Using the records below, write out the line with "Target: carriage window" and each line after it through the final one, exactly, and only those.
*****
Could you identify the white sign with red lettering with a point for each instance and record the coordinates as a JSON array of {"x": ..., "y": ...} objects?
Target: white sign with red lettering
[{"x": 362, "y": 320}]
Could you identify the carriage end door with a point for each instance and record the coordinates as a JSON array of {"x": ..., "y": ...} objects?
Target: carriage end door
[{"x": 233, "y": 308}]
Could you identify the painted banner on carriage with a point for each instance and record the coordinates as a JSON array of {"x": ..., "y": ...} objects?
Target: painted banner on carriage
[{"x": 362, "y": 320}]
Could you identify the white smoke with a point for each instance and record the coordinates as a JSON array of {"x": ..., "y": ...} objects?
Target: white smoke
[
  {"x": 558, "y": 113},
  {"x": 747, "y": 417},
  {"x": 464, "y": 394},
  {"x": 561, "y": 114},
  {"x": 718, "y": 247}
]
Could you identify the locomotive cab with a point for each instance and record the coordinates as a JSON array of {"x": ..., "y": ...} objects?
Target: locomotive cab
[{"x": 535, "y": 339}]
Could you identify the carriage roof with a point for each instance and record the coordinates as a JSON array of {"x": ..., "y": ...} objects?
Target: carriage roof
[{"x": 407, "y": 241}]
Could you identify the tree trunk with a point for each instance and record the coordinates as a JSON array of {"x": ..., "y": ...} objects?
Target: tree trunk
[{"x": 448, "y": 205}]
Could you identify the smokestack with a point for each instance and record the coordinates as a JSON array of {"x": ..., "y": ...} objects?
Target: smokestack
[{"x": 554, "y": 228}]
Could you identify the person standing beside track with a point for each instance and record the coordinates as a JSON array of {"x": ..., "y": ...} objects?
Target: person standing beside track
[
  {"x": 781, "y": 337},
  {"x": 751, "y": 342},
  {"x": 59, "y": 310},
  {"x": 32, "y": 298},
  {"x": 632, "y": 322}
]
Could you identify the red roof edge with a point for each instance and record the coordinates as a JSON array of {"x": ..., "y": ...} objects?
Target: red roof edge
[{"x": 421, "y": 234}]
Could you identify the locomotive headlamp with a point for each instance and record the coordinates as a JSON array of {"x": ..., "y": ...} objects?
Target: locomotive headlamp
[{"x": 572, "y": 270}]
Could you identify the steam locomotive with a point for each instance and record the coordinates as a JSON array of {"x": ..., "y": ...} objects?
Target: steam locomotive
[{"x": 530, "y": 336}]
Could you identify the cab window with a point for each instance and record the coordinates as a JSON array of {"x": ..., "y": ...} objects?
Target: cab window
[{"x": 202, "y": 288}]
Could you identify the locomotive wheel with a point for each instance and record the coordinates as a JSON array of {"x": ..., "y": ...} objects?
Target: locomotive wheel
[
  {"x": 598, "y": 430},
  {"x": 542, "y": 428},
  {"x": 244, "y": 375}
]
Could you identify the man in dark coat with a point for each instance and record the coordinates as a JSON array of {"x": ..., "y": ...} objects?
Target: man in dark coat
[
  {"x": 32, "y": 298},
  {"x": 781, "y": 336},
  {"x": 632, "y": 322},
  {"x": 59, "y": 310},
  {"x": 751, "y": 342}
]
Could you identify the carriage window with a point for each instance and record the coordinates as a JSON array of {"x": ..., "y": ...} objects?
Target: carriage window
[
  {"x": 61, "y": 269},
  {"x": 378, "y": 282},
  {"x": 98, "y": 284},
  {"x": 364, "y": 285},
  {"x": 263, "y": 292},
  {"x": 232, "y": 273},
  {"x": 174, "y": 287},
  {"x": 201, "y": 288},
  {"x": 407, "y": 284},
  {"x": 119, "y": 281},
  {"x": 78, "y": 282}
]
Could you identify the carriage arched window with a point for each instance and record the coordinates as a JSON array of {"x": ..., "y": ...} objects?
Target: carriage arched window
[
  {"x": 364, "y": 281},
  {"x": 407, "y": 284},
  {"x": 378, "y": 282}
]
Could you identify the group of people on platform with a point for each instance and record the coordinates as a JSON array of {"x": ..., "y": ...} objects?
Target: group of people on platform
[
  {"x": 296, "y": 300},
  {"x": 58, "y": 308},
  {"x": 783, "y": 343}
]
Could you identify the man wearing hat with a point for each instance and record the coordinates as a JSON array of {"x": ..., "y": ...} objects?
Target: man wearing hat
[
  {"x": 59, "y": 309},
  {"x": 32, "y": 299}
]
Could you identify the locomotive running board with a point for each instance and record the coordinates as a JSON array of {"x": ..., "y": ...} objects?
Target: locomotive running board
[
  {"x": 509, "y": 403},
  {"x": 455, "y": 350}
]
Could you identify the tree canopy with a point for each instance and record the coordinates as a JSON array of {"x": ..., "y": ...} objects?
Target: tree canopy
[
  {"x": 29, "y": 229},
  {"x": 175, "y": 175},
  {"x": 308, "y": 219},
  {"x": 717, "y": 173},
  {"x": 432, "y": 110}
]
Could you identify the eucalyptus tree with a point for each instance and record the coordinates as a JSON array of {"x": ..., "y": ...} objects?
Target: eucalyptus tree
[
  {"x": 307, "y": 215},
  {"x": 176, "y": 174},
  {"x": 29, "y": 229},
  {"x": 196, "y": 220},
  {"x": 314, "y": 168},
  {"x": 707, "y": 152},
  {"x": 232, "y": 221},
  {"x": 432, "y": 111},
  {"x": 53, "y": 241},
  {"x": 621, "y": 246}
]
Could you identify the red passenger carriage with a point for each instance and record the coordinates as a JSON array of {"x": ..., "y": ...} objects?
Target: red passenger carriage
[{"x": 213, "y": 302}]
*****
- _Response area_
Target: carriage window
[
  {"x": 61, "y": 269},
  {"x": 378, "y": 282},
  {"x": 98, "y": 284},
  {"x": 364, "y": 285},
  {"x": 263, "y": 292},
  {"x": 232, "y": 273},
  {"x": 174, "y": 287},
  {"x": 201, "y": 288},
  {"x": 407, "y": 284},
  {"x": 119, "y": 281},
  {"x": 78, "y": 282}
]
Could you identify the carriage arched window with a point for each instance and record the coordinates as a JSON array of {"x": ..., "y": ...} objects?
Target: carriage arched window
[
  {"x": 364, "y": 281},
  {"x": 407, "y": 284},
  {"x": 378, "y": 282}
]
Could you identify the group of people on platform with a point for each instance and record the coordinates as a JSON array of {"x": ..., "y": ...} objects?
Target: group of people on platform
[
  {"x": 296, "y": 300},
  {"x": 58, "y": 308},
  {"x": 783, "y": 343}
]
Could you identify the man wearing hat with a point for each instance and record the coordinates as a JSON array of {"x": ..., "y": ...} objects?
Target: man wearing hat
[
  {"x": 59, "y": 309},
  {"x": 32, "y": 299}
]
Could you identify the locomotive running board with a point for each instance and record the coordinates as a JSON array of {"x": ..., "y": ...} objects?
Target: locomotive running board
[
  {"x": 509, "y": 403},
  {"x": 455, "y": 350}
]
Could you identify the tree canopy with a point for each instance and record the coordinates as a JSON array of {"x": ..., "y": ...} objects?
Target: tree canopy
[
  {"x": 29, "y": 229},
  {"x": 175, "y": 175},
  {"x": 308, "y": 219},
  {"x": 717, "y": 173},
  {"x": 432, "y": 110}
]
Could you identify the eucalyptus tree with a point for each instance and record the coordinates as a JSON array of {"x": ..., "y": ...} objects?
Target: eucalyptus tree
[
  {"x": 307, "y": 215},
  {"x": 176, "y": 174},
  {"x": 29, "y": 229},
  {"x": 196, "y": 220},
  {"x": 314, "y": 168},
  {"x": 707, "y": 152},
  {"x": 232, "y": 221},
  {"x": 432, "y": 111},
  {"x": 53, "y": 241},
  {"x": 621, "y": 246}
]
Could you identify the red passenger carriage with a point for each instance and record the coordinates as a JSON array of {"x": ..., "y": ...} objects?
Target: red passenger carriage
[{"x": 213, "y": 302}]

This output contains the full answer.